## Provided entries
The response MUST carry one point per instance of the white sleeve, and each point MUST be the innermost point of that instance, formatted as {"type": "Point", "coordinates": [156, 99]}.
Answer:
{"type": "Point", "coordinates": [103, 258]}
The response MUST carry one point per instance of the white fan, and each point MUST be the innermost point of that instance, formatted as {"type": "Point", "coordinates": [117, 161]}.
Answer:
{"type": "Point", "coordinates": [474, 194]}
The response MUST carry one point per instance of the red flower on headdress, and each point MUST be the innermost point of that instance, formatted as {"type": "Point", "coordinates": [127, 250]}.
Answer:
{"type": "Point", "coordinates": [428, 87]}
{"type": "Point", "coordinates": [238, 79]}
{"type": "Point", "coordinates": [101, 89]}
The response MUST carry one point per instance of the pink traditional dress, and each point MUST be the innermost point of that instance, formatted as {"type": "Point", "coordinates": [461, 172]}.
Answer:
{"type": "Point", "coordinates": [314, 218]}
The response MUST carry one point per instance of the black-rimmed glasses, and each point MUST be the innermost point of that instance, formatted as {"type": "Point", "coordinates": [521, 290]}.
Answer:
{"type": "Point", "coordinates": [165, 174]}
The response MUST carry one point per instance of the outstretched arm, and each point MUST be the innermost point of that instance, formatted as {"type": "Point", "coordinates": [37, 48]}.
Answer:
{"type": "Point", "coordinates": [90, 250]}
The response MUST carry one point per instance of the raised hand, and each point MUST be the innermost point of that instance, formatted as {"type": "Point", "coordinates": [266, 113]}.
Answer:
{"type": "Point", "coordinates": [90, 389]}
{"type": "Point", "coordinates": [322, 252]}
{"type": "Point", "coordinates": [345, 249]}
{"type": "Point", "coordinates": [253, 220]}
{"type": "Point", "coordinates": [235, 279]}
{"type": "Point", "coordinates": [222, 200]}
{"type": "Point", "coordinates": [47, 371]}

## Directions
All lines from the line containing "The response MUST carry one point per instance of the raised" through the last line of the data are to be repeated exactly; no other line belongs in the answer.

## Answer space
The response MUST carry one point per instance of the raised hand, and each point MUST be the innermost point of that instance, formatted as {"type": "Point", "coordinates": [266, 113]}.
Answer:
{"type": "Point", "coordinates": [90, 389]}
{"type": "Point", "coordinates": [322, 252]}
{"type": "Point", "coordinates": [345, 249]}
{"type": "Point", "coordinates": [253, 220]}
{"type": "Point", "coordinates": [235, 279]}
{"type": "Point", "coordinates": [222, 200]}
{"type": "Point", "coordinates": [47, 371]}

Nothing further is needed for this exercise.